# Work to be completed:
Reproduce every line of the items below, requests included, scaling each coordinate in the answers by a factor of 2.15. Round each result to a whole number, with halves rounded up.
━━━ Recorded information ━━━
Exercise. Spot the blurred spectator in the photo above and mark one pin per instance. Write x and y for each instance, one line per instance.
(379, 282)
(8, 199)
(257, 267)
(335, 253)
━━━
# Task answer:
Exercise. Spot the blurred spectator in the photo above and mark one pin per instance. Write x and y for each instance, one line per instance.
(815, 606)
(17, 428)
(553, 574)
(720, 544)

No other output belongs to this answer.